Description of the task -> An exact copy of the listing below is required.
# # #
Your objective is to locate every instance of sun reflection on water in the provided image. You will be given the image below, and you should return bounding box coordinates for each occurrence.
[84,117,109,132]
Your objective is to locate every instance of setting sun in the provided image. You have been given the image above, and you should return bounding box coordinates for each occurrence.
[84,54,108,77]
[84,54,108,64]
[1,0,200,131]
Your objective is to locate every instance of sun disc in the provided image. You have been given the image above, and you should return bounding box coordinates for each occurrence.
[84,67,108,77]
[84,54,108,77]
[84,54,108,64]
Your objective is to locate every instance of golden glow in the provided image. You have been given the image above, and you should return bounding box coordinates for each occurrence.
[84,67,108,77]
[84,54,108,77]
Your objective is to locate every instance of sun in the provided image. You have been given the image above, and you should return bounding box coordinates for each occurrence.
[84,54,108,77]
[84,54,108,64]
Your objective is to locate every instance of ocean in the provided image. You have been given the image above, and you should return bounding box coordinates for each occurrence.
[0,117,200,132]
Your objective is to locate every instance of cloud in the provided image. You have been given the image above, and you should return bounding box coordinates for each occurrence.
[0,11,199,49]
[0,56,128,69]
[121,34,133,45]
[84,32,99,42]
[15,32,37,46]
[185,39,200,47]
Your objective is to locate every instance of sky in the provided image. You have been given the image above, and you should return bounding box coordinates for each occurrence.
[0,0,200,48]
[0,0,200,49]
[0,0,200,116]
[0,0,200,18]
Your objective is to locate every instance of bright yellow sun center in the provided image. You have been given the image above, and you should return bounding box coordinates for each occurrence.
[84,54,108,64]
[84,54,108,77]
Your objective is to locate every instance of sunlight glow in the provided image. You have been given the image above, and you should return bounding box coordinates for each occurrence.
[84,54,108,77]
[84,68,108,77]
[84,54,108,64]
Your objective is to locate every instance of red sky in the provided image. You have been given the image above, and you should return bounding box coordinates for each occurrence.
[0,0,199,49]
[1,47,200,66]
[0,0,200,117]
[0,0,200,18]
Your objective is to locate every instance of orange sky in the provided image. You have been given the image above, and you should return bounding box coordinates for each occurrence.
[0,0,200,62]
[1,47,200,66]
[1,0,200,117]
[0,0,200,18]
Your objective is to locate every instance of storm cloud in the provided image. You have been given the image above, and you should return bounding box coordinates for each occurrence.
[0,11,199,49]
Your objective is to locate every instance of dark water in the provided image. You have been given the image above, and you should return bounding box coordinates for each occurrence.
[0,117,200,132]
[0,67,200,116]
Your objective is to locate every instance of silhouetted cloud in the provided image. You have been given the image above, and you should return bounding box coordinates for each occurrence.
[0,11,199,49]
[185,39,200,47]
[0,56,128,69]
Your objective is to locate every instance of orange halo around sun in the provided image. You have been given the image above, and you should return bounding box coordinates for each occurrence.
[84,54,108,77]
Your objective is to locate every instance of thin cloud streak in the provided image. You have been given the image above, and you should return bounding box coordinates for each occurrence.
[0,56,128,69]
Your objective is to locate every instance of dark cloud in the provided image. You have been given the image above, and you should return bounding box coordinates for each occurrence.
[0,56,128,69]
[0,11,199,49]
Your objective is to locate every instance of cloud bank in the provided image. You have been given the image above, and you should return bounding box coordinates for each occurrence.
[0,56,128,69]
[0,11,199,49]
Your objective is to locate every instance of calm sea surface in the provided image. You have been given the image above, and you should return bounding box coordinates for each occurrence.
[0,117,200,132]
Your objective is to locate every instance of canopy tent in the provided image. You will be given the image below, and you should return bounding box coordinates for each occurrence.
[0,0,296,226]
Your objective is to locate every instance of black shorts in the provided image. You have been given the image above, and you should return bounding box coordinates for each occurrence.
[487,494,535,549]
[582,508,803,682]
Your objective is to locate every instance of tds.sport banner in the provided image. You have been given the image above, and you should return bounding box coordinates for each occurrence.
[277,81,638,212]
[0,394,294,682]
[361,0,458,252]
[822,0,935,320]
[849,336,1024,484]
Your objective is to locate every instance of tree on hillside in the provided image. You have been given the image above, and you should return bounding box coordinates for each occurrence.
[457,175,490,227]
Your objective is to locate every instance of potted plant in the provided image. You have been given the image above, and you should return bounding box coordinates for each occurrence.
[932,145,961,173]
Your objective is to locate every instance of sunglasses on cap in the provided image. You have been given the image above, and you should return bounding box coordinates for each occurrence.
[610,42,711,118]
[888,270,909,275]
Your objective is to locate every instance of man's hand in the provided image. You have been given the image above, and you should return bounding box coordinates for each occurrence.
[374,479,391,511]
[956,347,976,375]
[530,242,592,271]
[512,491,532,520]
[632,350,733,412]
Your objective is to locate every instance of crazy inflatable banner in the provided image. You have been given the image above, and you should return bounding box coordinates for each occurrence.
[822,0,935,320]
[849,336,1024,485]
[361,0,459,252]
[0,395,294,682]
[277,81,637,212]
# # #
Solved exercise ->
Your objective is to locate every instance of sun reflection on water in the provided image. You will be given the image below, and you should return bounding box coordinates for each occurrence.
[84,117,109,132]
Your objective is to locate every instance of setting sun in the provided image. You have been given the image above, and you should return bounding box coordinates for each occurrence.
[84,54,108,77]
[84,54,108,64]
[1,0,200,131]
Your objective is to locate every instance of sun disc in the provided image. You have been given the image above, and you should return bounding box coordinates for each occurrence.
[84,67,108,77]
[84,54,108,77]
[84,54,108,64]
Your objective is to locate every instance of golden glow in the provided image. You have been given the image above, and you should return bounding box coordinates for each occurrence.
[84,67,108,77]
[84,54,108,77]
Your objective is to locate every instance of sun in the provided image. You have been given the image above, and you should return bounding box coordinates for each occurrence.
[84,54,108,77]
[84,54,108,64]
Your objective is to locate every instance of ocean in the provided image. You have been given the image above, and you should return bounding box coordinates for each occurrence.
[0,117,200,132]
Your objective is to locate every instance of cloud in the provided image. You have been given the image above, and you should return bounding box coordinates for each occurrence.
[0,11,199,49]
[0,56,128,69]
[121,34,133,45]
[84,32,99,42]
[15,32,37,46]
[185,39,200,47]
Your objective is to locate every instance of sky in the provided image. You have been given the image above, and you should return bounding box coordinates for each occurrence.
[0,0,200,48]
[0,0,200,49]
[0,0,200,116]
[0,0,200,18]
Your objective is to locate every instance of bright yellow sun center in the provided image. You have been given the image above, and you should return bounding box coordinates for each occurrence.
[84,54,108,64]
[84,54,108,77]
Your objective is to locate every instance of sunlight glow in the provided image. You have been given the image above, and you should return bounding box coordinates for each occurrence.
[84,54,108,77]
[84,68,108,77]
[84,54,108,64]
Your objective is to locate every instance of red sky in the provided image. You have been given the image above, and you should return bounding box coordinates for each occurrence.
[0,0,199,49]
[1,47,200,66]
[0,0,200,117]
[0,0,200,18]
Your objective is to locate every instance of orange sky in the provided image. You have been given the image above, and you should return bounding box coordinates for each occurrence.
[0,0,200,62]
[1,47,200,66]
[1,0,200,117]
[0,0,200,18]
Your objective is to locate every instance of storm cloud in the provided image. You have been given the image above, and you should return bounding box coordinates for each occurrence.
[0,11,199,49]
Your objective is to locate every instance of dark water in the provided image. You have been given the image above, and you should return bounding box coordinates for each occurrence.
[0,117,200,132]
[0,67,200,116]
Your objective is to locate every instance of silhouetted cloud in the provided image. You have been given the image above, and you should return bounding box coordinates for each occurrence.
[0,11,199,49]
[185,39,200,47]
[0,56,128,69]
Your objective is to locate every instance of orange halo around sun in the provided image. You have been given the image above, and you should return bounding box coordinates for each occurrence.
[84,54,108,77]
Your objective is to locate every instance of thin cloud streak in the provided image. You have been given the image above, and you should return bounding box coordinates for each occurrence.
[0,56,128,69]
Your objective is to locate every instance of dark cloud in the provided image. You have been given the image above, and you should return bounding box coordinates for each occurrence.
[0,56,128,69]
[0,11,199,49]
Your objective is to locate every instance of cloud bank in the provided image. You have been given the image above, and you should return bounding box coordinates for each occurrence.
[0,56,128,69]
[0,11,199,49]
Your objective is to locate every instance of calm sea surface in the provided image. You have been given the image above, and you should return bounding box coordinates for each occurrence.
[0,117,200,132]
Your objective is to locate every instance of canopy tent in the provided image. You will be given the image below, and you should return bounding box coordinates for each occurrence.
[0,0,296,226]
Your objective is to locate every instance of black shorts in the provided image. You have been given the image above, and you should return bounding box coordinates for each occurrence.
[487,494,535,549]
[582,508,803,682]
Your objective is to locate every instance of tds.sport banner in the provided image. You have been given the image above, and you should return bounding box coordinates for each occurrence.
[277,81,638,212]
[0,394,294,682]
[361,0,458,252]
[822,0,935,320]
[849,336,1024,484]
Your objective is to locate every instance of tree on hillside in the provided image. You have been given the image above, and you should return bounding box coordinates for each occurrence.
[457,175,490,227]
Your objective is to locate every instance of potted plant in the provided image. You have been given the image above, and you should return bounding box coordinates for each occurrence.
[932,145,961,173]
Your objective is to locate every instance of sunglasses on cap in the provided image. You have been given the image above, and you should return bounding box coordinates for each occurrence.
[610,42,711,118]
[888,270,909,275]
Your objective is to locate every instance of man's hand in the provided image. You have been given the image above, and you should return bounding box coordinates for each occurrence.
[374,479,391,511]
[956,347,976,375]
[530,242,592,271]
[512,491,532,520]
[632,350,733,412]
Your objective is to locate every instance of crazy inflatable banner in the provided image. You have been given the image above, and you should return bounding box coordinates for each occurrence.
[822,0,935,320]
[849,336,1024,485]
[361,0,459,252]
[0,395,294,682]
[277,81,637,212]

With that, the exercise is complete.